#### SET EXERCISE
Extract the final stretch of the data: the line that contains "If you could pick out the white cloud" and every line after it, unaltered, and no other lines.

[Object location annotation data]
####
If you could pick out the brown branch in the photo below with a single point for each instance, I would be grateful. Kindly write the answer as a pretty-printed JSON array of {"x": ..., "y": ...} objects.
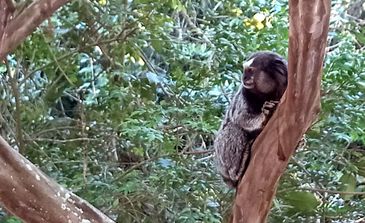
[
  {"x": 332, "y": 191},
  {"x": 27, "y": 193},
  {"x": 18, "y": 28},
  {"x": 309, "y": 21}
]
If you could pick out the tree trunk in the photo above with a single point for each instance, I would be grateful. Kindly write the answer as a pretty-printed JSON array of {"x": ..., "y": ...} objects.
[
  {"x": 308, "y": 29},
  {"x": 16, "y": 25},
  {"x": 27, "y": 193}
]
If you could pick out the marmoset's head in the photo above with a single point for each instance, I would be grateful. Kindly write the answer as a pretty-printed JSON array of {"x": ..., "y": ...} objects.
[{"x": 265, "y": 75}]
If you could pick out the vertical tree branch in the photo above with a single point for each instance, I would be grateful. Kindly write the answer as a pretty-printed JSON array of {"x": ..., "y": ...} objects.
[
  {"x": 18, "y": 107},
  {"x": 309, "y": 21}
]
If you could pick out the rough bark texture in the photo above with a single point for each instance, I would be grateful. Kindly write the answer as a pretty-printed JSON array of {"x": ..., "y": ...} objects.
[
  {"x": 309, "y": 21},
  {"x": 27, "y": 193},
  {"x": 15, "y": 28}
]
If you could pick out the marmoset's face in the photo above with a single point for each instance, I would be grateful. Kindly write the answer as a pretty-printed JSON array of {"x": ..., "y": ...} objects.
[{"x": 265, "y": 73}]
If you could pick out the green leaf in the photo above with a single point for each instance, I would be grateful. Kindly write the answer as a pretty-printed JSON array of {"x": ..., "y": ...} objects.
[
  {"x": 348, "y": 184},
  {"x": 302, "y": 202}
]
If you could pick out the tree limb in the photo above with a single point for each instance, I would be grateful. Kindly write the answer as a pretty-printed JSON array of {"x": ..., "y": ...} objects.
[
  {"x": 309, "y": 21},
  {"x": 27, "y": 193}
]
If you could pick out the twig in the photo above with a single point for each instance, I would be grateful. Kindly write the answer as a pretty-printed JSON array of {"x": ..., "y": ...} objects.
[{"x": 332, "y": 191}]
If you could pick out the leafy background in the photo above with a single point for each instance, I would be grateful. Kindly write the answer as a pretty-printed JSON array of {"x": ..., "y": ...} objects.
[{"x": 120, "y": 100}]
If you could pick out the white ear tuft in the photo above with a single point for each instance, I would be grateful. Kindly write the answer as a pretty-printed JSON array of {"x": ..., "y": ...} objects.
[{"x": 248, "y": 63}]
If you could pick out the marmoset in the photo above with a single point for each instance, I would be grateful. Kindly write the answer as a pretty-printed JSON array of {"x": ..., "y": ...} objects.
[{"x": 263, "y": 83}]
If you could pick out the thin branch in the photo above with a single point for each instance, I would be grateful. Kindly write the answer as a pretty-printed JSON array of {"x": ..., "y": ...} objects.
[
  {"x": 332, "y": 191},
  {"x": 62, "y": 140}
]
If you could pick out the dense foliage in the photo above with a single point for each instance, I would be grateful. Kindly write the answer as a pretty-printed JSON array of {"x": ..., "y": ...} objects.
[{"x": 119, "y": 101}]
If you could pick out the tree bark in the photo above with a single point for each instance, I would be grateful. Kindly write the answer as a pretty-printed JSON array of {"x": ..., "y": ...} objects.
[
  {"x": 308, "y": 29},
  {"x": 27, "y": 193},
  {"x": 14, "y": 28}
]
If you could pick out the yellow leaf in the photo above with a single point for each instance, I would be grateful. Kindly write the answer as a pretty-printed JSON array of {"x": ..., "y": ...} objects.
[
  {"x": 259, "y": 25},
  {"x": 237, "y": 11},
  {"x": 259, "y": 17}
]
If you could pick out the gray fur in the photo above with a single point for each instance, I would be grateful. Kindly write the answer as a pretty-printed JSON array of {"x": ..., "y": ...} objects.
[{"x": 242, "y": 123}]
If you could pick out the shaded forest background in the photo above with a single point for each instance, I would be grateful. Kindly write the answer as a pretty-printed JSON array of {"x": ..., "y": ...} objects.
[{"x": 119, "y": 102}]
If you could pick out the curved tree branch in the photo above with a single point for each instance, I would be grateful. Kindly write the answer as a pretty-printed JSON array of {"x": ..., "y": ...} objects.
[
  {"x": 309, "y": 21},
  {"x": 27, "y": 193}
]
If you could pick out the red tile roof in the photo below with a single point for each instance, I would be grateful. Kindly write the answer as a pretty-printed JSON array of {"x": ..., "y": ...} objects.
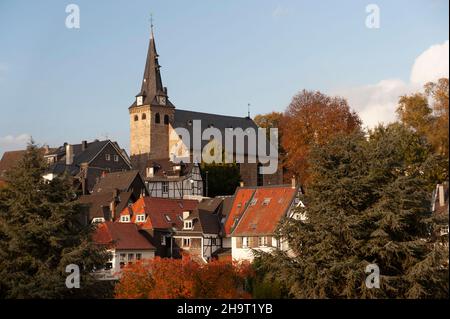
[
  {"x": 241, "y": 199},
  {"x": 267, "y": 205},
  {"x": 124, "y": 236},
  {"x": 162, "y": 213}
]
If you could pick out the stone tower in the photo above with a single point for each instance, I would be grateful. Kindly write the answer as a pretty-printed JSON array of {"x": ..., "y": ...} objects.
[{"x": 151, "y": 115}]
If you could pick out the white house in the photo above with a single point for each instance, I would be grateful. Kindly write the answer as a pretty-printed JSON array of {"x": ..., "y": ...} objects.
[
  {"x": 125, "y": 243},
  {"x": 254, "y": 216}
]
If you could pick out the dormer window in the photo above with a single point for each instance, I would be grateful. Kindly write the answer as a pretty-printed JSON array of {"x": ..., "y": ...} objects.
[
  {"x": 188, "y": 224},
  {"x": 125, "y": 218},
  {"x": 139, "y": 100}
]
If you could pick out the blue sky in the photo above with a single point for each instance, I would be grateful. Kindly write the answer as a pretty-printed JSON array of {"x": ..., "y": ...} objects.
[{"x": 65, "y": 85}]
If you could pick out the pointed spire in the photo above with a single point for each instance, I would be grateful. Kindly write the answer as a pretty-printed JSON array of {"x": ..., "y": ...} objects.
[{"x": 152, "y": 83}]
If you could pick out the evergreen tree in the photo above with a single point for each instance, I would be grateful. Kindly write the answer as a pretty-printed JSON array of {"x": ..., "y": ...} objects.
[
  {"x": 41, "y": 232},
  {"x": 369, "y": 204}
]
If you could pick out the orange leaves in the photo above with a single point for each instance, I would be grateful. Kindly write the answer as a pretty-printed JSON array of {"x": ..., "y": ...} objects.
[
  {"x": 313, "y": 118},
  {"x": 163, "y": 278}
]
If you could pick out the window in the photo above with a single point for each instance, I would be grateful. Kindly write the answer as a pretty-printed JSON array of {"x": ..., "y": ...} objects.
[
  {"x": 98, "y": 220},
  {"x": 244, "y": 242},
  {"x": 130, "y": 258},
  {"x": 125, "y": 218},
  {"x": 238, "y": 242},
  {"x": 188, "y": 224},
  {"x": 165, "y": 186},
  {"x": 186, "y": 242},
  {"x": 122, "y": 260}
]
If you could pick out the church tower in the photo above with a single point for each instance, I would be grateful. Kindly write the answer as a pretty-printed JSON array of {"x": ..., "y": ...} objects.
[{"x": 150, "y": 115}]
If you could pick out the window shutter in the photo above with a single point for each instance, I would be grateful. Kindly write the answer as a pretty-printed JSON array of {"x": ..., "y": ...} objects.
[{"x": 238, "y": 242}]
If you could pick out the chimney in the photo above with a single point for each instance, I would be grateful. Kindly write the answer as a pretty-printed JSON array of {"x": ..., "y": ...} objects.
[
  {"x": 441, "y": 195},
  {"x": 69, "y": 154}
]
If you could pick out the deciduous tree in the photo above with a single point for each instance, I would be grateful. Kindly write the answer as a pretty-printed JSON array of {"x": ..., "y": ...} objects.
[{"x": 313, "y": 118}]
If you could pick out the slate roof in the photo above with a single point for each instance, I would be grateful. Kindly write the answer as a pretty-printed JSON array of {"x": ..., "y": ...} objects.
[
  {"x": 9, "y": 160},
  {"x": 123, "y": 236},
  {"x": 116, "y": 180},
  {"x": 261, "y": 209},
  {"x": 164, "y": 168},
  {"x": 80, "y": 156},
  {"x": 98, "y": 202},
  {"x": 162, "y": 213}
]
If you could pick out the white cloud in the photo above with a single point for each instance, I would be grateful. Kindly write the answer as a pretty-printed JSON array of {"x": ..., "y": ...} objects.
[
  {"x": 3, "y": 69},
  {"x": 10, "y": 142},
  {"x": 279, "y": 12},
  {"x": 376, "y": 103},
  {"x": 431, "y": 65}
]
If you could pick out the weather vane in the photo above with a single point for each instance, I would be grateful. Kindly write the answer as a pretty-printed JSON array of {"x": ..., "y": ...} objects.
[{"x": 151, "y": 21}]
####
#### RESULT FOR THIS EXERCISE
If you could pick out the white cloud in the photo above with a single point for each instance, I would be grateful. Kindly write the answer as a pretty-printed JSON array of {"x": ..., "y": ...} objects.
[
  {"x": 3, "y": 69},
  {"x": 10, "y": 142},
  {"x": 279, "y": 12},
  {"x": 376, "y": 103},
  {"x": 431, "y": 65}
]
If you could pick out the weather vane in the photo above with a single point for each instance, I would be grateful. Kindly write the answer as a pretty-printed JSON array of {"x": ..., "y": ...} objects.
[{"x": 151, "y": 21}]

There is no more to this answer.